DATA FOR THIS TASK -
□ □ □ □

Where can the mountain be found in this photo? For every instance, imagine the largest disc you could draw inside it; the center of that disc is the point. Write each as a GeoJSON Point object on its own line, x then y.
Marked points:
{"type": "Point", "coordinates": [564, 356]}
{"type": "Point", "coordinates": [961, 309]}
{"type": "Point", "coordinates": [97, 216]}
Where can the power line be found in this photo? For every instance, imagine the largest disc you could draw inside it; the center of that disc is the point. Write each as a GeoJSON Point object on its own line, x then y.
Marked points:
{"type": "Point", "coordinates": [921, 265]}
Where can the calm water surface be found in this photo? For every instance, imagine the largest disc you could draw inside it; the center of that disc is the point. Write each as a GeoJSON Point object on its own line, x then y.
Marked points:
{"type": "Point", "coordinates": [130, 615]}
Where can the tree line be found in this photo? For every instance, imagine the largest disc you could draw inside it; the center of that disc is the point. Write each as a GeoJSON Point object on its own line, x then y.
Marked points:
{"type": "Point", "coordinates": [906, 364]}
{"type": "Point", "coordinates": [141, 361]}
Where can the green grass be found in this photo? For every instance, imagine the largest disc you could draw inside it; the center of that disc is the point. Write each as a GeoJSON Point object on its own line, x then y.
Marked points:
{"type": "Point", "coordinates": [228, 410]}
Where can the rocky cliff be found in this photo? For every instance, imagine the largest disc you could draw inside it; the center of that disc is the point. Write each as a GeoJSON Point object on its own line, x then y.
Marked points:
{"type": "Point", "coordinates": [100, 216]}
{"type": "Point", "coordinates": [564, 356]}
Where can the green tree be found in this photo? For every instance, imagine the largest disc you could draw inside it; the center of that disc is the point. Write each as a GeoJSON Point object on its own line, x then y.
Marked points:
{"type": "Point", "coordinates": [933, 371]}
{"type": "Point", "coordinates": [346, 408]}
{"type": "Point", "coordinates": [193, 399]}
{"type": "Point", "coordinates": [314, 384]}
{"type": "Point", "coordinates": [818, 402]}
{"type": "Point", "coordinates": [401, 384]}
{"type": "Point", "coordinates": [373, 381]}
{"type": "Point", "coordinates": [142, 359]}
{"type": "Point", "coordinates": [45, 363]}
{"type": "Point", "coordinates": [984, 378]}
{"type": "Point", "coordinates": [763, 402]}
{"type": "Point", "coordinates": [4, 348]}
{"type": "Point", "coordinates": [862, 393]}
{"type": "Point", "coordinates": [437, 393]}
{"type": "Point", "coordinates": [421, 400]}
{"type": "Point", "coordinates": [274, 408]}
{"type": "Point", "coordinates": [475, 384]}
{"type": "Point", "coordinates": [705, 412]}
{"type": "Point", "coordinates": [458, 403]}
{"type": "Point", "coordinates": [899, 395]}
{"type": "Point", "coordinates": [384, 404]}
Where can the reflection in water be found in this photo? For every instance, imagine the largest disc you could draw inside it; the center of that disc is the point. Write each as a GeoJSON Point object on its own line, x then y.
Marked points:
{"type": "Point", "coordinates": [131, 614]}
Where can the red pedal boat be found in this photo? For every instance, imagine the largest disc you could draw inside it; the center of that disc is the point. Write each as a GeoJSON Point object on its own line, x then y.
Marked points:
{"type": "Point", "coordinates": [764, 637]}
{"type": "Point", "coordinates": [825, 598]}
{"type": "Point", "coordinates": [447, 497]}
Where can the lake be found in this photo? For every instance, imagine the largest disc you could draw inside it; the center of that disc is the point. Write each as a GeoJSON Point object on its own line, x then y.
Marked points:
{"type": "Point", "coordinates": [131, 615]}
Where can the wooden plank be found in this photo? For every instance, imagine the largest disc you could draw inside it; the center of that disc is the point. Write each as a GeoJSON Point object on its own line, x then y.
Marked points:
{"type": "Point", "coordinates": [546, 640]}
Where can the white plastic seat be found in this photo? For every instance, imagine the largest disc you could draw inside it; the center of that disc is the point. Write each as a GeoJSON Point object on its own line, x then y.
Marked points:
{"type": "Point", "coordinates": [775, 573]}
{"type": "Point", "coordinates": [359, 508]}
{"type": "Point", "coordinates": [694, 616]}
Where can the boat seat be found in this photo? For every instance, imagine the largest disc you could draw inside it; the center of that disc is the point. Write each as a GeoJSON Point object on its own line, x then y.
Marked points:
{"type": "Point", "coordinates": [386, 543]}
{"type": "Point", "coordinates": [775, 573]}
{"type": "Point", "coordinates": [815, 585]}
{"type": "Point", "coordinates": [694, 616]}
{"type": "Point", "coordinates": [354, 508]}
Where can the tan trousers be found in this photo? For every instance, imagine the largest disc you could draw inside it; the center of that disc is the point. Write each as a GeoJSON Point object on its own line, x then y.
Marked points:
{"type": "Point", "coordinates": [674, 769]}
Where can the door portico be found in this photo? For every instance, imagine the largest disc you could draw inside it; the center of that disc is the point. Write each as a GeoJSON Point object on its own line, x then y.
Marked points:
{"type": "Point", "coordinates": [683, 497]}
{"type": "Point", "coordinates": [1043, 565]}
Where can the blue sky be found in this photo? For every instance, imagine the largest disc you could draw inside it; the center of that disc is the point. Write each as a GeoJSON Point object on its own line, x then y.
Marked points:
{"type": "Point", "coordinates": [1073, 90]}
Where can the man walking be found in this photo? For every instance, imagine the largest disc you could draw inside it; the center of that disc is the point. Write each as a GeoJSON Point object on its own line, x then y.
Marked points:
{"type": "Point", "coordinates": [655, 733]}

□ □ □ □

WHAT NEEDS TO BE DONE -
Reproduce, word for word, the stretch of the data from the line containing "Where can the blue" through the end of the data, including both ends.

COMPLETE RESPONSE -
Where can the blue sky be found in this photo? For every instance, imagine the largest disc you could draw inside it; the center of that disc is the point. Write each as a GeoJSON Point object on its own line, x then y.
Marked points:
{"type": "Point", "coordinates": [1073, 90]}
Where can the man walking be found in this photo? For every instance, imagine the largest disc you could draw inside it; the center of that disc is the point. Write each as a GeoJSON Point object on its own line, x then y.
Marked points:
{"type": "Point", "coordinates": [655, 733]}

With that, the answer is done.